[Records from a collection]
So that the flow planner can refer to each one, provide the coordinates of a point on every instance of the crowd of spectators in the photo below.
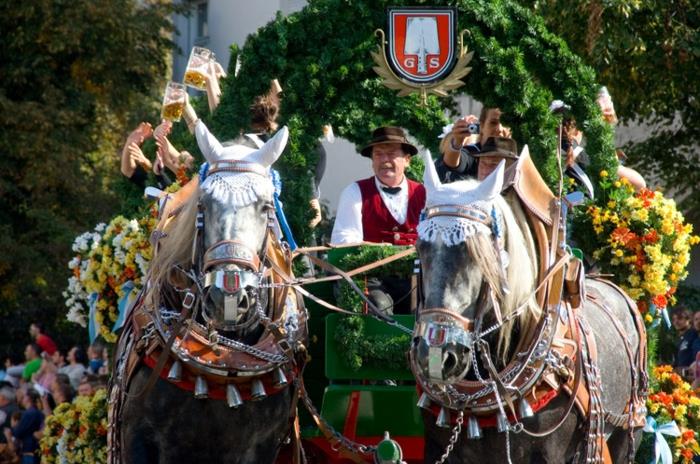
(31, 390)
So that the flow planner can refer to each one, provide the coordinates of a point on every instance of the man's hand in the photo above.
(460, 129)
(142, 132)
(137, 156)
(163, 129)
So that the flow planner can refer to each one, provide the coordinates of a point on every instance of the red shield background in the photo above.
(405, 59)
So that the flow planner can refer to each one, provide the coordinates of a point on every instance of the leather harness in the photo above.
(149, 340)
(571, 361)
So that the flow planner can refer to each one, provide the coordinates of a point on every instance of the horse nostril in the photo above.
(449, 361)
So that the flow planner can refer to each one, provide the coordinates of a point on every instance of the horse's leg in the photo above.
(137, 443)
(619, 443)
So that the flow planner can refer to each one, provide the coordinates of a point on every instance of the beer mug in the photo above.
(173, 101)
(196, 71)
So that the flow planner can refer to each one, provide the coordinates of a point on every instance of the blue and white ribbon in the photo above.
(93, 326)
(284, 225)
(661, 448)
(124, 303)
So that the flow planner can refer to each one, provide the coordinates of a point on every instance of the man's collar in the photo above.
(390, 190)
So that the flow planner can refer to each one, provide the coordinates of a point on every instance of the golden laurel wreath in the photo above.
(440, 88)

PROBLEM: Convert each line of the data above into a JSON list of strings, with one string per line and no blank lines. Leave the picture out.

RESPONSE TO THE EXERCISE:
[
  "So that the flow planner can refer to each one, provide the coordinates of a point on every instance of the crowd of spectators in the photo below.",
  "(31, 390)",
  "So that the flow planner can refer to each one, provide the coordinates of a point on every instance of the man's hand in the photo above.",
  "(460, 129)",
  "(142, 132)",
  "(137, 156)",
  "(163, 129)",
  "So that the flow planner can refer to each one, provide the coordinates of a point on every instance of the red shield background in the photo above.",
  "(405, 59)",
  "So that the flow planner can refer to each one, provide the coordinates of a point on every instance of the leather harness in the photo above.",
  "(149, 340)",
  "(571, 361)",
  "So that the flow planner can refer to each one, provide the coordinates of a point on every instance of the horse nostril in the photo above.",
  "(449, 361)",
  "So that the flow planner can refer to each one, provide the coordinates of a point on every instance of the horse's leg in the photo above.",
  "(137, 443)",
  "(619, 443)",
  "So that the flow planner can refer to each one, provide the coordinates of a point on every instance of the beer mug in the photo above.",
  "(173, 101)",
  "(196, 71)",
  "So that the flow planner can refer to each one, provide the coordinates of a point on every instance of the blue and white ribbon in the photo above.",
  "(93, 326)",
  "(284, 225)",
  "(661, 448)",
  "(124, 303)",
  "So that the flow planner can refer to each one, provide the coordinates of a point on every instance of the man's collar in the photo above.",
  "(390, 190)",
  "So that the flow planner can refer to each one, provide the coordinates of a point on every instance of the golden laurel wreath in the photo above.",
  "(440, 88)"
]